> Material supplied
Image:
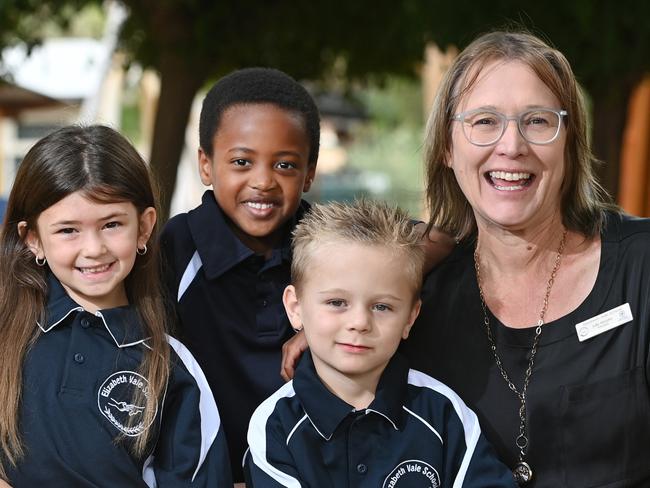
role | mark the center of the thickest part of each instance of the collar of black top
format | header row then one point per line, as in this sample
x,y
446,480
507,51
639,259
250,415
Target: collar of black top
x,y
218,247
326,411
122,323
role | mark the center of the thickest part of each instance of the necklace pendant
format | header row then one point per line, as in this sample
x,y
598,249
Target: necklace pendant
x,y
522,473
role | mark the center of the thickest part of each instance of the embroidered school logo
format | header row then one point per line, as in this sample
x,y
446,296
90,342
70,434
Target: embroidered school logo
x,y
115,402
412,473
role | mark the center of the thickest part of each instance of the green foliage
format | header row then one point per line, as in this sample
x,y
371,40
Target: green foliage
x,y
391,141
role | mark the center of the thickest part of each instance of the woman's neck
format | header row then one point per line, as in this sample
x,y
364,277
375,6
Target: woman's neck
x,y
509,253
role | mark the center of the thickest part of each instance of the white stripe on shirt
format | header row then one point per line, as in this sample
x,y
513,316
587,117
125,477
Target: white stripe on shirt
x,y
468,418
189,274
257,436
210,421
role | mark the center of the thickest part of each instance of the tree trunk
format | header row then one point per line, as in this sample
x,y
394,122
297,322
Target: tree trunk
x,y
178,86
609,116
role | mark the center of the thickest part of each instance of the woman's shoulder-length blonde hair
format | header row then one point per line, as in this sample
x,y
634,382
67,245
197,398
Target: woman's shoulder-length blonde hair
x,y
583,200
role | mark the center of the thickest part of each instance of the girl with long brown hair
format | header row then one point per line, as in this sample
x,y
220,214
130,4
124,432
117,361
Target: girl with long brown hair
x,y
95,393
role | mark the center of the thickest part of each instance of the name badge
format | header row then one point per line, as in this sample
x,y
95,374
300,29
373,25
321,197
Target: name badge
x,y
604,322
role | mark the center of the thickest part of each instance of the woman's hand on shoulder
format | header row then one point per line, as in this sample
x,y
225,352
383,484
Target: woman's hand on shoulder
x,y
291,352
437,245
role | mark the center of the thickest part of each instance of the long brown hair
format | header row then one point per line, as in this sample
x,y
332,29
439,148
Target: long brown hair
x,y
101,164
583,200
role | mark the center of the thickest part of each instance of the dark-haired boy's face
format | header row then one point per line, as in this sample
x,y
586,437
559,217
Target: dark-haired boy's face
x,y
258,170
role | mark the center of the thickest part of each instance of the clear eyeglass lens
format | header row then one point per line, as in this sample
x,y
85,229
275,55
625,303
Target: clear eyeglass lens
x,y
537,126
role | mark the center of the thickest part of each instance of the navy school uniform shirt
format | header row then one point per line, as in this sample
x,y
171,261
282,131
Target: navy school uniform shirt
x,y
229,304
416,433
79,379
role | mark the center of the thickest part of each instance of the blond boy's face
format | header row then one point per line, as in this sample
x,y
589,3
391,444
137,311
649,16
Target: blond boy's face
x,y
356,304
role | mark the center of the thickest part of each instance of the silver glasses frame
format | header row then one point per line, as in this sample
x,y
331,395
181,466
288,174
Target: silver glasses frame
x,y
505,119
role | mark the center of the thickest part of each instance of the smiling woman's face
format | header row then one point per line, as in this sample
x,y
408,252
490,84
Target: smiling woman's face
x,y
512,184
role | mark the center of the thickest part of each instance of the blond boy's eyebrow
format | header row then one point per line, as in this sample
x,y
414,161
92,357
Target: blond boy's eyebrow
x,y
340,291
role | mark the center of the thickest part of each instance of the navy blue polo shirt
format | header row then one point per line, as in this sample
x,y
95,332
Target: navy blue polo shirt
x,y
229,304
416,433
78,417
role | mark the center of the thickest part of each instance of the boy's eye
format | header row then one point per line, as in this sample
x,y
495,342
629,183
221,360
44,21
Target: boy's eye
x,y
286,165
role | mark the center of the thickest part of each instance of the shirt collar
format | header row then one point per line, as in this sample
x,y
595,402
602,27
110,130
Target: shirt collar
x,y
326,411
218,246
122,323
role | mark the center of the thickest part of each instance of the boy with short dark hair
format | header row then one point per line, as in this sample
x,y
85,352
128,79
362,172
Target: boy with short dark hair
x,y
354,414
228,260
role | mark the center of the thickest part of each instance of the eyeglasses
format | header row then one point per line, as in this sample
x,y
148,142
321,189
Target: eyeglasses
x,y
485,127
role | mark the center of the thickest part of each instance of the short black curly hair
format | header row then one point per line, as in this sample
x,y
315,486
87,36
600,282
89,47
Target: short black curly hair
x,y
258,85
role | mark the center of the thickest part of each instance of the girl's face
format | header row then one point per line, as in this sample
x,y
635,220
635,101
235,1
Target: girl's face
x,y
512,184
91,247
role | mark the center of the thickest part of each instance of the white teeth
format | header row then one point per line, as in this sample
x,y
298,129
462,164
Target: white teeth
x,y
507,176
259,206
95,269
509,188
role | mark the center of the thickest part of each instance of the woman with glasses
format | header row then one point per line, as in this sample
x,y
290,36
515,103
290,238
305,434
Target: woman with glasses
x,y
539,318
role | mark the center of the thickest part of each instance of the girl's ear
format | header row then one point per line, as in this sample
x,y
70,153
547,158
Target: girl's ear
x,y
31,239
147,221
292,307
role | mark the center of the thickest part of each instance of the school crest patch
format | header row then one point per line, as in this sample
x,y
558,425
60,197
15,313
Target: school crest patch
x,y
115,401
412,473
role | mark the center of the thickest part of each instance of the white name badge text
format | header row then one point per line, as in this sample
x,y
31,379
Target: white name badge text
x,y
604,322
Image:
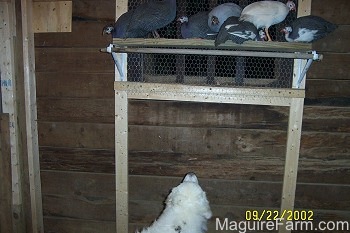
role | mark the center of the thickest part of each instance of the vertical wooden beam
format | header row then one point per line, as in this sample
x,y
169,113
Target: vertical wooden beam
x,y
292,158
121,161
8,66
121,139
31,116
294,132
5,175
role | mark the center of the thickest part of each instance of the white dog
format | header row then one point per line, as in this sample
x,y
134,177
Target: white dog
x,y
186,210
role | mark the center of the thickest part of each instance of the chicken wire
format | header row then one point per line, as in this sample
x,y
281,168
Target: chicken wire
x,y
209,69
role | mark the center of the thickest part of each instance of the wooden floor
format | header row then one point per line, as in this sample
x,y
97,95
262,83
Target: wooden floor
x,y
227,145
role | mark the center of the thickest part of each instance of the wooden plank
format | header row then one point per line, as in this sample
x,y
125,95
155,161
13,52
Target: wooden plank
x,y
75,85
320,88
8,63
87,10
334,169
331,45
93,189
333,66
73,60
5,175
211,140
193,43
59,13
170,113
292,158
77,38
279,97
31,117
121,160
57,224
336,14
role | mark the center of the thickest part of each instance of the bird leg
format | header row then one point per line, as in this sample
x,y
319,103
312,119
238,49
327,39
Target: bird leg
x,y
267,34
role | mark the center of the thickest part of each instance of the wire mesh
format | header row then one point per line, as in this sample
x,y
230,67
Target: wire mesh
x,y
210,69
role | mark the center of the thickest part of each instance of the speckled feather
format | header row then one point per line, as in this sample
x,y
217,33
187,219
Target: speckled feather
x,y
310,28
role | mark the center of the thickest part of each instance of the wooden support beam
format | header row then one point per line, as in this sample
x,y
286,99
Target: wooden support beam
x,y
121,136
59,13
5,175
8,69
292,159
294,133
176,92
121,161
31,117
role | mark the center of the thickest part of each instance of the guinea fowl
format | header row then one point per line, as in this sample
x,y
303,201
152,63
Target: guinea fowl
x,y
264,14
119,29
151,16
308,28
237,31
196,26
147,17
218,15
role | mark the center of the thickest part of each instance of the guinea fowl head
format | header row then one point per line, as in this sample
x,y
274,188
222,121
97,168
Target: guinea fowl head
x,y
286,30
215,20
291,5
183,19
108,29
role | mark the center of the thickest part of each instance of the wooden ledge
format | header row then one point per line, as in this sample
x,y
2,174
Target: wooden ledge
x,y
209,44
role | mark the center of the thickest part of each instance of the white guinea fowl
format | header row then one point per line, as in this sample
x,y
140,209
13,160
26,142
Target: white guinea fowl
x,y
308,29
218,15
264,14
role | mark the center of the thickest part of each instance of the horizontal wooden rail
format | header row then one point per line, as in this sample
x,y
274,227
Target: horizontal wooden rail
x,y
177,92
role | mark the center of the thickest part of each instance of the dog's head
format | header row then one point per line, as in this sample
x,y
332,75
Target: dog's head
x,y
189,195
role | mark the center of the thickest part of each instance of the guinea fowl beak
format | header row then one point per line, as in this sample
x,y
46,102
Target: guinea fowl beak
x,y
215,20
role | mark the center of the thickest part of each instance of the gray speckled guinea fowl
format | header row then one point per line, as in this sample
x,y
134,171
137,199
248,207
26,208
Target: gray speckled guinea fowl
x,y
196,26
119,29
152,15
237,31
218,15
308,29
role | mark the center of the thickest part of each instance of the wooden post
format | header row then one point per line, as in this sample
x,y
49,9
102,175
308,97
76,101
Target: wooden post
x,y
31,117
294,134
5,175
121,140
8,71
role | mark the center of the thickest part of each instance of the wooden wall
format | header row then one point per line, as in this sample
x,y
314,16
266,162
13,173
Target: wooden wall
x,y
237,151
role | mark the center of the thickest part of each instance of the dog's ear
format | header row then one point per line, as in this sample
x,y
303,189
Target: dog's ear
x,y
190,177
171,197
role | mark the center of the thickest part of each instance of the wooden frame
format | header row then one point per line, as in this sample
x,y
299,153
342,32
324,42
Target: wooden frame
x,y
293,98
18,92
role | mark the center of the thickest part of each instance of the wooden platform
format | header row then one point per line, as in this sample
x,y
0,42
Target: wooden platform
x,y
209,44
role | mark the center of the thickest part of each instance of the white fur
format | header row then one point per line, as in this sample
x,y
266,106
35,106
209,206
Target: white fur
x,y
186,210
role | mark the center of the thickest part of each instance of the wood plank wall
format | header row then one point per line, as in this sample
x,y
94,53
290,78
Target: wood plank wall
x,y
237,151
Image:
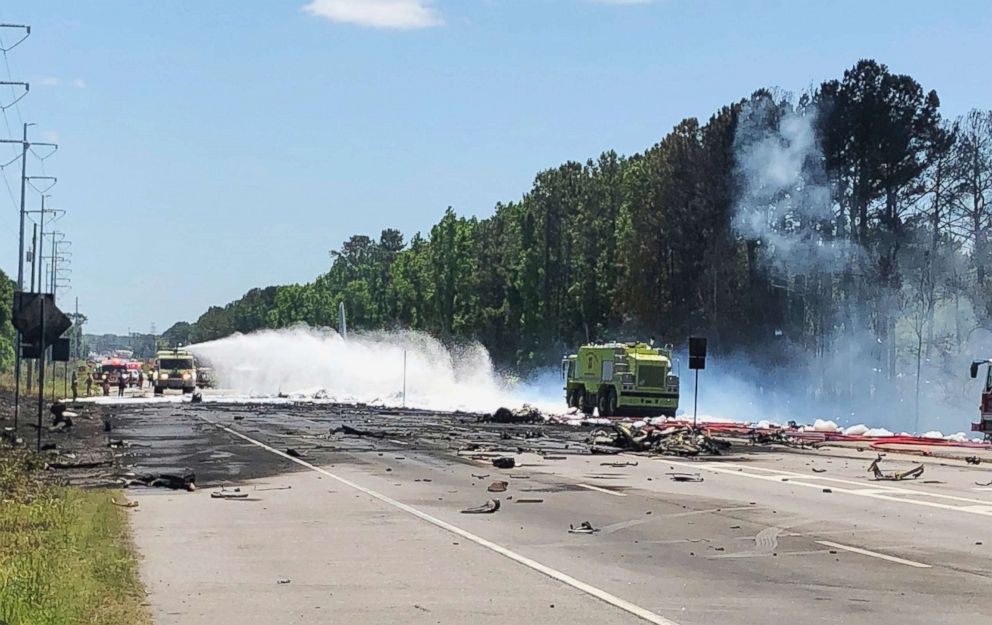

> Problem to work on
Out of the data above, transcribe exactly and only the lines starting with the line that has "the woman with glasses" and going on through the line that has "the school crest patch", both included.

> Written reply
role | mark the center of the thickest part of each instance of the woman with glasses
format | header row then one point per line, as in this sample
x,y
290,36
515,103
290,238
305,434
Target: woman with glasses
x,y
539,318
role | mark the center of the thickest part of each instance of the girl's ear
format | header row then one point per line, as in this sample
x,y
70,153
547,158
Target: girl's ear
x,y
31,239
147,221
292,307
role | mark the center of the thickest part of each instance of the school crest patch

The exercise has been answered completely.